• What the task requires:
Your task is to print every entry below exactly as given.

• Listing:
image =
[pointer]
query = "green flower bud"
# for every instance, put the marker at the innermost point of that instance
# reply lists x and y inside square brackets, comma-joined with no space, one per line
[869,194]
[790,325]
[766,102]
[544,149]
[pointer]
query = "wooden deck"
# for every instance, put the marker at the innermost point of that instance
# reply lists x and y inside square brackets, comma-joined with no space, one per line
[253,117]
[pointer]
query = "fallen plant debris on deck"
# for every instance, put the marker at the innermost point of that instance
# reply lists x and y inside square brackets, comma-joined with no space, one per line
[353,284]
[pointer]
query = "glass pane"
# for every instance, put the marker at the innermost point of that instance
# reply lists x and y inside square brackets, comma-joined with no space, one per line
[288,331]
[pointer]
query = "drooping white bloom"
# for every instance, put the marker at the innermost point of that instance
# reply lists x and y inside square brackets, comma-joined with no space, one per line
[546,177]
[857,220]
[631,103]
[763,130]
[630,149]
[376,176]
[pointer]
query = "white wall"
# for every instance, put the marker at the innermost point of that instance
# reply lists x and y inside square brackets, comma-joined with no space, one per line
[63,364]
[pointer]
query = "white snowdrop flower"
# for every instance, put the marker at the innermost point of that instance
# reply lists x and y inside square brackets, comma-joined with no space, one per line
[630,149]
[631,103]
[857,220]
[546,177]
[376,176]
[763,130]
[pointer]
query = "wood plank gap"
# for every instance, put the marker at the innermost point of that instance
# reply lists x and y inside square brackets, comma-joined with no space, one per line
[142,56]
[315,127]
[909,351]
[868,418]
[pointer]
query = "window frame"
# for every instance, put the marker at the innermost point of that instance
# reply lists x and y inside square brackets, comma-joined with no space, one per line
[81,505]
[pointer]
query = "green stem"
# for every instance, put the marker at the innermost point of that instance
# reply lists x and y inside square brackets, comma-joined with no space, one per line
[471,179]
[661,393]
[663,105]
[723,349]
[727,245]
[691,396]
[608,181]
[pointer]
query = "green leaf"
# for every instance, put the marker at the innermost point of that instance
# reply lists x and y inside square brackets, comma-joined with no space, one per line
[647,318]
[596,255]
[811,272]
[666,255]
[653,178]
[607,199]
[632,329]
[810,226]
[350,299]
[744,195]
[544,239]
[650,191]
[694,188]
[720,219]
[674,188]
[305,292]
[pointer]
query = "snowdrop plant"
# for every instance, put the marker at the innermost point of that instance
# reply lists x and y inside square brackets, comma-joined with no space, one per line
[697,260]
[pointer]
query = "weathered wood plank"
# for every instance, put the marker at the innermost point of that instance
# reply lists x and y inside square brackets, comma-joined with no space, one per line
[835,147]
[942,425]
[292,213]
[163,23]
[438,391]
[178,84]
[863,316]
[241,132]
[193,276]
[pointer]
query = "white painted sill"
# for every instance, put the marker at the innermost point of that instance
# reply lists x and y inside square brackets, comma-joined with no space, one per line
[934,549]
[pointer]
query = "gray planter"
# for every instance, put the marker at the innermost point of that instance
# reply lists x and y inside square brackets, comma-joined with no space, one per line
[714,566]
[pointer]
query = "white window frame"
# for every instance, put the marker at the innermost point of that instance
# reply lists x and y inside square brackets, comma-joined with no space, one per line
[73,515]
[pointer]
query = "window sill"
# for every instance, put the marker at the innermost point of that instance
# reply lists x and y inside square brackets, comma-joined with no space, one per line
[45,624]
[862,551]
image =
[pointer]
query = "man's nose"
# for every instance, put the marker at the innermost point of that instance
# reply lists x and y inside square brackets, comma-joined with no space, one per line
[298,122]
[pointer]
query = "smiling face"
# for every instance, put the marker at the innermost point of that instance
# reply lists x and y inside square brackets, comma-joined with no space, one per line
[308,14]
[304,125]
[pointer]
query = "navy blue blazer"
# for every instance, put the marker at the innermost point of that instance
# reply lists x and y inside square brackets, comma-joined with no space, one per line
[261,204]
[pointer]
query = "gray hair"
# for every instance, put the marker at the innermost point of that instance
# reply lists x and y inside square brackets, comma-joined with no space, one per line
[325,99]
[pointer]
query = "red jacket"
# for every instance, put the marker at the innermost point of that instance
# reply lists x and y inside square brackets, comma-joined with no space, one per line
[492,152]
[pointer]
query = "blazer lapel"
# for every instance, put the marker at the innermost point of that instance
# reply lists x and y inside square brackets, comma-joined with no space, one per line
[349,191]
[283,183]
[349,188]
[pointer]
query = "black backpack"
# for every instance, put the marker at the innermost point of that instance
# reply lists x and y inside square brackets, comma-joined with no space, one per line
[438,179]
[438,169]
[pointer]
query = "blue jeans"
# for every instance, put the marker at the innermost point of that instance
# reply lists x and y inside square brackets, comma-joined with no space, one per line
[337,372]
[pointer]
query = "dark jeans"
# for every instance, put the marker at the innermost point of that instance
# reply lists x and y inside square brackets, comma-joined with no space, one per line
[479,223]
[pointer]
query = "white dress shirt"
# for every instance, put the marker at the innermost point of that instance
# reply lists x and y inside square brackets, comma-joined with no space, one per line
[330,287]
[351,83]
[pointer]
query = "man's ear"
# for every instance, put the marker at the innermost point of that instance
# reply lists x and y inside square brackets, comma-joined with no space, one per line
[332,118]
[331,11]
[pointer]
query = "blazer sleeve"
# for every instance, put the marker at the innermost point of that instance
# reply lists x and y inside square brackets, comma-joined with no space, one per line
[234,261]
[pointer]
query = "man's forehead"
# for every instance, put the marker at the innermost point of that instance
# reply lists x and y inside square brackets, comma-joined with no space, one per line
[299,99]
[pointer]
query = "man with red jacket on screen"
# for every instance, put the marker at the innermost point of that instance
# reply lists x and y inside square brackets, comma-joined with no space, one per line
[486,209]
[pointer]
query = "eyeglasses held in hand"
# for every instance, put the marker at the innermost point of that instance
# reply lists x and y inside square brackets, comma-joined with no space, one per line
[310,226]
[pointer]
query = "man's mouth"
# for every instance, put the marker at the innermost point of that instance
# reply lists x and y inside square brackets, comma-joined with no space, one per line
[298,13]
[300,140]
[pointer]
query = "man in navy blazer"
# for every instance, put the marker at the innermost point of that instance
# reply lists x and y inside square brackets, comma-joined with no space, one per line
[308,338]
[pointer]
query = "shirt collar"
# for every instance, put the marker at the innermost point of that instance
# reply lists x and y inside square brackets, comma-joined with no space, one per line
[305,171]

• Problem solution:
image =
[pointer]
query = "green flower bud"
# for every instance, put the marker at the innermost point of that instance
# reply lists x and y inside square brackets, comma-joined with no space, one per line
[869,194]
[790,325]
[766,102]
[544,149]
[pointer]
query = "wooden deck"
# for every instance, put the marker at the innermost point of that instance
# reply lists x and y inside square brackets, comma-joined with no space, one per line
[253,117]
[pointer]
query = "fallen plant debris on deck"
# for every instance, put the marker at the innermost point of that instance
# reply lists x and y inside square brackets, comma-joined with no space, one per line
[353,284]
[pointer]
query = "glass pane"
# for every instance, put the marker at the innermost point of that instance
# reply lists x and y inside square brackets, comma-joined with no space, one per line
[288,331]
[pointer]
query = "drooping white bloom"
# for every instance, put the marker at the innermost point of that instance
# reply lists x and y inside square brackets, comma-joined with no space, one per line
[546,177]
[857,220]
[631,103]
[763,130]
[630,149]
[376,176]
[pointer]
query = "white wall"
# for every instance, put the marker at the innermost point of that instance
# reply lists x and y inside square brackets, comma-joined with no space, one per line
[63,364]
[pointer]
query = "white snowdrop flower"
# for every instance, put the marker at the innermost point of that instance
# reply lists x and y inside square brackets, comma-joined with no space, one per line
[630,149]
[631,103]
[857,220]
[546,177]
[376,176]
[763,130]
[pointer]
query = "wood plank gap"
# for every instance, put the marker at the innermost point of that instance
# reply lists x and y inside square brackets, comma-joined with no space, one per line
[142,56]
[315,127]
[909,351]
[868,418]
[pointer]
query = "window frame"
# for every instance, put the marker at the innermost point of that instance
# reply lists x and y inside square brackets, comma-joined with no space, one per line
[81,505]
[pointer]
query = "green stem"
# for every instance, put the marker at the innermost point of that instance
# reply lists x and y inside square brackets, comma-joined with no space, one per line
[471,179]
[661,393]
[663,105]
[723,349]
[727,245]
[691,396]
[608,181]
[pointer]
query = "green leaf"
# for every instance, put the marker at the innermost point of that instance
# reply lists x and y inside square brackets, comma-joined with no space, one per line
[647,318]
[596,255]
[811,272]
[666,255]
[653,178]
[607,199]
[632,329]
[810,226]
[350,299]
[744,195]
[544,239]
[650,191]
[694,188]
[720,219]
[674,188]
[305,292]
[pointer]
query = "snowdrop plant"
# for every instance, put the marker at the innermost point of that instance
# reply lists x and y inside square brackets, comma-joined with no space, one per line
[697,260]
[pointer]
query = "weathered wood plank"
# for every instance, put the marker at the innermost point of that instance
# reply lists x and y inside square brackets, comma-joined with no space, one per line
[835,147]
[942,425]
[292,213]
[163,23]
[438,391]
[178,84]
[863,316]
[241,132]
[193,276]
[pointer]
query = "white painted sill"
# for every instance, put the marker at the innermost point of that instance
# reply lists x and y inside square brackets, comma-joined with no space, one per line
[934,549]
[pointer]
query = "gray planter"
# for every instance, put the marker at the innermost point of that instance
# reply lists x and y inside square brackets, comma-joined with no space, one per line
[714,566]
[pointer]
query = "white window frame"
# for every instance, put the marker at the innermost point of that instance
# reply lists x and y inside square brackets, comma-joined with no space, one per line
[73,515]
[pointer]
query = "window sill"
# for every instance, put the marker at the innermost point of that instance
# reply lists x and y inside square brackets, comma-joined with no space, one per line
[45,624]
[862,551]
image =
[pointer]
query = "man's nose"
# for every instance, put the marker at the innermost point of that instance
# reply lists x and y inside square brackets, comma-joined with no space, one per line
[298,122]
[pointer]
query = "smiling face"
# for every instance, put the marker at the innermost point of that instance
# reply lists x and y inside square brackets, comma-joined with no space, one per line
[308,14]
[304,125]
[pointer]
query = "navy blue blazer"
# for every instance, put the marker at the innermost point of that instance
# reply lists x and y inside square brackets, comma-joined with no space, one per line
[261,204]
[pointer]
query = "gray hair"
# for every instance, put the marker at the innermost point of that instance
# reply lists x and y inside square brackets, comma-joined with no space, one per line
[325,99]
[pointer]
query = "red jacket"
# for every instance, put the marker at the innermost point of that instance
# reply lists x and y inside square brackets, comma-joined with no space, one per line
[492,152]
[pointer]
query = "blazer lapel"
# for every instance, put the marker at the innermost point of that instance
# reply lists x and y inside square brackets, comma-joined with no space, one per line
[349,191]
[283,183]
[349,188]
[pointer]
query = "black backpack"
# for every instance, put the marker at the innermost point of that instance
# reply lists x and y inside square brackets, comma-joined with no space, one per line
[438,179]
[438,169]
[pointer]
query = "blue jeans"
# for every instance, put the marker at the innermost point of that instance
# reply lists x and y inside square brackets, comma-joined with no space, one per line
[337,372]
[pointer]
query = "dark jeans"
# for every instance, put the marker at the innermost point of that instance
# reply lists x and y inside square brackets, comma-joined with no space, one per line
[479,223]
[pointer]
query = "white dress shirt"
# for every instance, put the marker at the innermost point of that instance
# reply lists x and y inside square brackets, comma-joined with no space, one per line
[330,287]
[351,83]
[pointer]
query = "man's ear"
# for every instance, put the marker at the innermost point of that instance
# reply lists x and y inside square brackets, comma-joined with no space, one per line
[332,118]
[331,11]
[pointer]
query = "blazer sleeve"
# for every instance, put the marker at the innermost point of that instance
# reply lists x and y inside square brackets, comma-joined with no space, one per line
[234,261]
[pointer]
query = "man's forehead"
# for every instance, put the marker at the innermost point of that instance
# reply lists x and y inside square brackets, comma-joined with no space, one per line
[299,99]
[pointer]
query = "man with red jacket on screen"
# for every instance, put the marker at the innermost point of that instance
# reply lists x and y inside square brackets, comma-joined with no space, one per line
[486,209]
[pointer]
query = "eyeglasses held in hand"
# for every instance, put the marker at the innermost point of that instance
# reply lists x and y inside square brackets, comma-joined with no space, one per line
[310,226]
[pointer]
query = "man's mouth"
# for every instance, put the marker at the innermost point of that instance
# reply lists x and y inside square brackets, comma-joined with no space, one per line
[298,13]
[300,140]
[pointer]
query = "man in navy blazer"
# for every instance, put the marker at the innermost point of that instance
# reply lists x and y inside square brackets, comma-joined with no space, one per line
[308,338]
[pointer]
query = "shirt collar"
# for every instance, put the marker at the innermost point of that instance
# reply lists x and y inside square brackets, comma-joined with no space, one per line
[305,171]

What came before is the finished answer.